What is expected: Repeat the following data exactly, omitting pictures.

[Photo-based referring expression data]
○ ○ ○ ○ ○ ○ ○

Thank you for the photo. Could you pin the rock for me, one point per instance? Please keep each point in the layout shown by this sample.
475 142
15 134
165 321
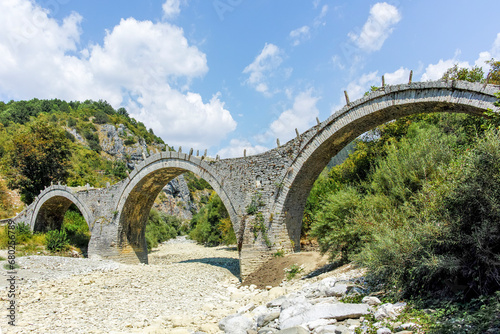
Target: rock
389 310
237 295
267 330
209 328
293 330
408 325
246 308
327 329
179 321
372 301
337 291
276 292
179 331
235 324
302 313
263 320
276 302
312 325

○ ○ ○ ○ ○ ○ ○

Answer area:
Thank you for the photo. Could you pin the rock for me, one point per instance? Please keep each point in the layout shown by this sample.
475 142
15 134
165 321
Target: rock
389 310
237 295
267 330
209 328
293 330
408 325
246 308
327 329
179 321
372 301
337 291
276 292
179 331
235 324
302 313
263 320
276 302
312 325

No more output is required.